**PROVIDED RECORDS:**
□ □ □

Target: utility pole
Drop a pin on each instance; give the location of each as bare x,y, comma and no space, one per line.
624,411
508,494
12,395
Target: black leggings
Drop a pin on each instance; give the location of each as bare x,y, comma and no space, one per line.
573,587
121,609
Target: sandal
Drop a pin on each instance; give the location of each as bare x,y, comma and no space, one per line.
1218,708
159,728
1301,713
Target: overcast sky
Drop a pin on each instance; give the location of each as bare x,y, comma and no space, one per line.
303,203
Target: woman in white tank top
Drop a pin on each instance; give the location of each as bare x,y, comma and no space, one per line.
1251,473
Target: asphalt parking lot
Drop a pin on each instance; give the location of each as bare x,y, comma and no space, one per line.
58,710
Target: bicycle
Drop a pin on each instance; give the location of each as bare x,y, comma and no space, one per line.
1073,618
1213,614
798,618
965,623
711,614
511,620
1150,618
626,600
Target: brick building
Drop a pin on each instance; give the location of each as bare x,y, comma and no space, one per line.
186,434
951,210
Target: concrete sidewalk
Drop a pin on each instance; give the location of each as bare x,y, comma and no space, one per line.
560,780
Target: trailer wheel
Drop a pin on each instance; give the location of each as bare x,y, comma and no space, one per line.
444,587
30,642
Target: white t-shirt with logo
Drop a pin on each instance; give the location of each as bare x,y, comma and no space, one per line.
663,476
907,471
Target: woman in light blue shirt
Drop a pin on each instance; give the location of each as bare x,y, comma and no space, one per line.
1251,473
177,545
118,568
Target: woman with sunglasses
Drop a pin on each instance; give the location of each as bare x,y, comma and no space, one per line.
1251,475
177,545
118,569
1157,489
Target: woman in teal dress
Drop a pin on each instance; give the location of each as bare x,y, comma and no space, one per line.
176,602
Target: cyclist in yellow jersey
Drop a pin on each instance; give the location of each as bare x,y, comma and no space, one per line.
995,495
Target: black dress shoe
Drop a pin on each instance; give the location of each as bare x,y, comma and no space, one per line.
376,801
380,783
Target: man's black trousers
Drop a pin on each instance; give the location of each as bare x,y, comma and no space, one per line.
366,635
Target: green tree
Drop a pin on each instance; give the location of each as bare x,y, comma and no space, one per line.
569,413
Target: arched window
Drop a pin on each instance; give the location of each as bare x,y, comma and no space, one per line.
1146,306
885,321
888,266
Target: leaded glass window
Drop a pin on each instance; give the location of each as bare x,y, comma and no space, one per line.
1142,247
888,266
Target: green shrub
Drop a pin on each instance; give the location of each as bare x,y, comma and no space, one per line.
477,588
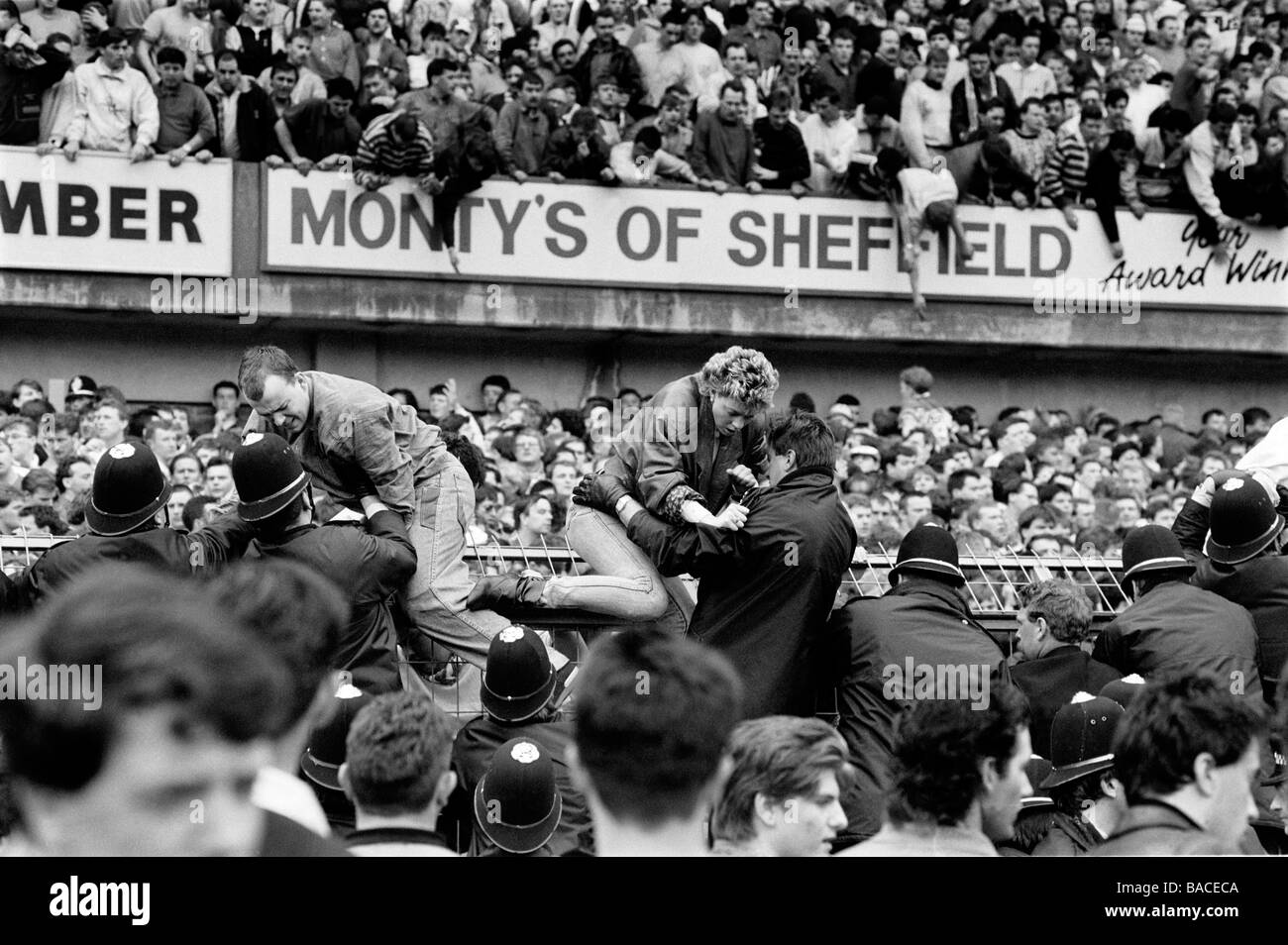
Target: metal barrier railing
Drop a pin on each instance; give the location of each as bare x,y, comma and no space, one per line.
993,582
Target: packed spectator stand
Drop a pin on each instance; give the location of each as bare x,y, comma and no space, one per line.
1099,104
1046,512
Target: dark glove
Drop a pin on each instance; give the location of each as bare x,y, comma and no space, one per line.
600,490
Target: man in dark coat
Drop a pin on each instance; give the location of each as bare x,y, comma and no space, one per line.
922,621
129,490
768,588
368,568
1188,752
26,71
1243,559
518,689
248,133
1175,626
1055,618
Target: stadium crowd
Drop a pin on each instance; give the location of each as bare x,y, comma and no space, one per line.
1038,480
923,103
259,690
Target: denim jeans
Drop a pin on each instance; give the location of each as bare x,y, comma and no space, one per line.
626,583
437,592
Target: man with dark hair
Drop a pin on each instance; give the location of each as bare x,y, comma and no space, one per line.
971,95
1173,626
768,588
397,773
187,120
653,716
189,705
116,108
957,781
784,795
297,614
129,490
368,567
321,132
1234,536
1054,619
606,56
724,149
394,145
356,441
919,198
922,621
782,162
1222,196
838,71
522,130
27,69
308,84
1188,753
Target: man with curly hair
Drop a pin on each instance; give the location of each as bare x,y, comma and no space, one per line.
687,456
958,779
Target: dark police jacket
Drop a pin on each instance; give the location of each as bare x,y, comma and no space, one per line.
172,553
1179,627
1050,682
923,619
1260,586
768,588
1154,828
368,570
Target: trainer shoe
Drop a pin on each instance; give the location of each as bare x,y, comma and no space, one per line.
505,591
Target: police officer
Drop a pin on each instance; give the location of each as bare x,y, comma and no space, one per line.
121,514
1241,559
923,618
1175,626
274,501
518,698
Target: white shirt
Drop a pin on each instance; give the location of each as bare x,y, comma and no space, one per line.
836,142
923,187
111,103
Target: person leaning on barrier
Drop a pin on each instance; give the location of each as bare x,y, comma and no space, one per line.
129,490
397,773
1175,626
922,619
1188,753
1233,532
299,615
653,718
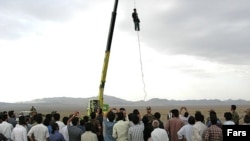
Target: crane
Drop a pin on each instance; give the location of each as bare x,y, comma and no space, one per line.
99,103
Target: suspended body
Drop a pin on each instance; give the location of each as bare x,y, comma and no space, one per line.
136,20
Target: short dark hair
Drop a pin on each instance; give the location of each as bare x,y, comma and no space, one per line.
233,107
120,116
88,126
198,116
228,116
92,115
111,116
175,112
135,119
157,115
191,120
56,116
75,120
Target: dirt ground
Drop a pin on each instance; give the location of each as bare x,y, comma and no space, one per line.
220,110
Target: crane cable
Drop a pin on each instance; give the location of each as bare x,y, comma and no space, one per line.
140,58
142,74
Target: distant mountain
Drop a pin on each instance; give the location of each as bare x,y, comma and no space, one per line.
68,103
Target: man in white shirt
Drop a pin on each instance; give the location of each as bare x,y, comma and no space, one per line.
158,134
39,131
5,127
186,131
19,133
120,129
57,117
199,125
88,135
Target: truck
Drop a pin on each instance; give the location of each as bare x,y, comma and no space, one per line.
93,104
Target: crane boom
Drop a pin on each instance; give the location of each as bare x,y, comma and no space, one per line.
107,54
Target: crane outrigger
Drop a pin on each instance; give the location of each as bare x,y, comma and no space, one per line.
99,103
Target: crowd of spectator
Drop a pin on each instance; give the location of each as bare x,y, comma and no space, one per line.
118,125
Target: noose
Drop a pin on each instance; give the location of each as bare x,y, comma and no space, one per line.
137,28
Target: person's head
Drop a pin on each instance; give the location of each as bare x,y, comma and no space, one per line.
186,114
175,112
233,107
120,116
111,116
88,126
135,119
4,117
46,122
145,119
123,110
198,116
56,116
228,116
65,120
130,116
213,120
92,115
86,118
82,122
157,115
191,120
75,121
148,109
155,123
246,119
55,127
39,118
11,114
136,112
48,116
212,113
22,120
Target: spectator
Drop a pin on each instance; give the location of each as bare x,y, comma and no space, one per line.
173,125
5,127
235,115
228,119
39,132
55,134
148,128
64,130
108,124
246,119
149,114
73,131
199,125
186,131
96,126
120,129
135,132
158,134
185,116
57,117
12,118
157,116
212,113
89,135
19,133
213,132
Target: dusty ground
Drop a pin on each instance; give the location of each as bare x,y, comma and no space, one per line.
163,110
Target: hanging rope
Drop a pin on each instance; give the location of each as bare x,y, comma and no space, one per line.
142,74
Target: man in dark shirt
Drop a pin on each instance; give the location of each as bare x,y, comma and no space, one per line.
136,20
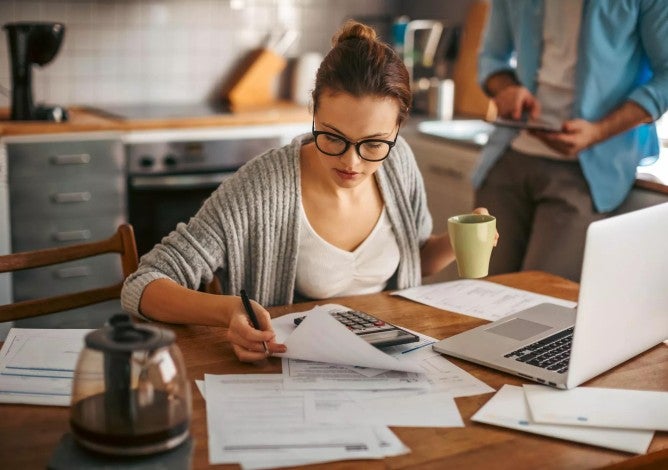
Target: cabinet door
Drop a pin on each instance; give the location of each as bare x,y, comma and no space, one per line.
61,193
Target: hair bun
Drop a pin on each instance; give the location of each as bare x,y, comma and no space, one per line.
354,30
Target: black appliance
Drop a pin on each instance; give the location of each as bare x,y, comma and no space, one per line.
170,176
32,44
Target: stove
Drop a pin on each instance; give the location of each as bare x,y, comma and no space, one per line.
163,110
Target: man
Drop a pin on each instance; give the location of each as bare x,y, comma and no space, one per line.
598,70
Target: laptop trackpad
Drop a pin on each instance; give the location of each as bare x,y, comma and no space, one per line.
519,329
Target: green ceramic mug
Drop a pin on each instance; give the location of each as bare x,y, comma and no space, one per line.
472,238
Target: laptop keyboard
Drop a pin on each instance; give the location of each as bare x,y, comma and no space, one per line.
551,353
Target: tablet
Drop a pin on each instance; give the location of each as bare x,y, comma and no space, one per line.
530,125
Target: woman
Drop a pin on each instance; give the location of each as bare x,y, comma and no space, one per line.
341,211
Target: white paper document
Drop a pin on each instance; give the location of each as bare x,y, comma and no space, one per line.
478,298
508,408
394,408
254,422
602,407
322,338
37,365
309,375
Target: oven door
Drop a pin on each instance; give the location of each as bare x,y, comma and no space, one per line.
157,203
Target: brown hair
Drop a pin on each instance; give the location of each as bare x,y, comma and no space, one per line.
360,64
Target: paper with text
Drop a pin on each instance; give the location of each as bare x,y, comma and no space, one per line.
254,422
29,376
322,338
478,298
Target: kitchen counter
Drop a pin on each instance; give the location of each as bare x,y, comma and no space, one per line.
83,119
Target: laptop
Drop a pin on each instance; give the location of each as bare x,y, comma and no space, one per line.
622,310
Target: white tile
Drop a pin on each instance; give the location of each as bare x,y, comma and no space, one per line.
28,10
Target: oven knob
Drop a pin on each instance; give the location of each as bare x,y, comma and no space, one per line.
169,160
146,161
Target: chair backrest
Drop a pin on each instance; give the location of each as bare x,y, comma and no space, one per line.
122,242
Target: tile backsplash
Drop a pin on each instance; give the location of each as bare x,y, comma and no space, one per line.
165,51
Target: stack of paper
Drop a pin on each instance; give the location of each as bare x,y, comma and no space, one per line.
337,407
37,365
616,419
478,298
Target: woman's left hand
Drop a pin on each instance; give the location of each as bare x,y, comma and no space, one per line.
484,211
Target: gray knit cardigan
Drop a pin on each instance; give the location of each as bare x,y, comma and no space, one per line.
247,231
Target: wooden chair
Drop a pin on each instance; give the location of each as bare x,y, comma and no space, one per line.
122,242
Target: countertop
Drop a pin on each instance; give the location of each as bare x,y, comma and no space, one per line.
84,119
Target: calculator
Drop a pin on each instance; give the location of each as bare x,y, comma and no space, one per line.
375,331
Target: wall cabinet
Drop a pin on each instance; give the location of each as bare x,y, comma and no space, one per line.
65,190
446,168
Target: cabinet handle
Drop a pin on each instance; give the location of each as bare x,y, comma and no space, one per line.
71,159
72,235
65,198
73,271
447,172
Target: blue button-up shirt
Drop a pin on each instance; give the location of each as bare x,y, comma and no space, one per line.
622,55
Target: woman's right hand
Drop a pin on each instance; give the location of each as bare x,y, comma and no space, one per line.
247,342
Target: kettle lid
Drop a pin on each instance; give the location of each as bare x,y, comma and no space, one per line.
122,335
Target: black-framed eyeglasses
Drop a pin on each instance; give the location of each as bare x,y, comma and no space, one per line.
372,150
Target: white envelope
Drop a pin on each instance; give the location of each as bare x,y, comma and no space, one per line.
508,408
602,407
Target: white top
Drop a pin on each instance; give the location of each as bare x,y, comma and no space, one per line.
324,270
556,76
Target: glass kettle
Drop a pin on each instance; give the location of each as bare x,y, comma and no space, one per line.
130,395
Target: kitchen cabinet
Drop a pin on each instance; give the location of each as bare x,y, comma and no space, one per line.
446,168
65,189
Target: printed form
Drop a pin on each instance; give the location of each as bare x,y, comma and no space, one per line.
477,298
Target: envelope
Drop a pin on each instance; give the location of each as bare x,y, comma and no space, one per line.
600,407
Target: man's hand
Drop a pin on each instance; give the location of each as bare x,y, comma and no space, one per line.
515,101
576,135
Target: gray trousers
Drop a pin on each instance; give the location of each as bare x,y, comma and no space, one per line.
542,208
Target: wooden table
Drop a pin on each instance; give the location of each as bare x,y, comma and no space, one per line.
28,434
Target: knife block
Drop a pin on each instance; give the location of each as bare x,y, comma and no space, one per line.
255,84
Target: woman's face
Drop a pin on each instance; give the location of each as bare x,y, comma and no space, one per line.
354,119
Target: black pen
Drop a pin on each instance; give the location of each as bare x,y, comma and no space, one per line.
251,314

□ □ □

**TO BE DONE:**
Please print everything from the line containing "Target: gray trousers" down to the last line of the material, copying each line without any change.

**ANSWER TO THE TASK:**
Target: gray trousers
Drop a pin on each instance; give the location of each as bare x,y, comma and no space, one per line.
542,208
Target: wooden table
Drop a pin on each instance; give the location of each as bare x,y, comma and no space, one per line.
28,434
Target: knife block
Drop a pin on each instance; give the location of each as bare x,y, comma and no space, one per line.
255,84
Target: woman's face
Drop a pin on each instance; give the location of each as bare x,y, comma and no space, one per line.
354,119
Target: black pen
Drop a pin on each instance; give the location of each as bare x,y, comma and no space, one per line.
251,314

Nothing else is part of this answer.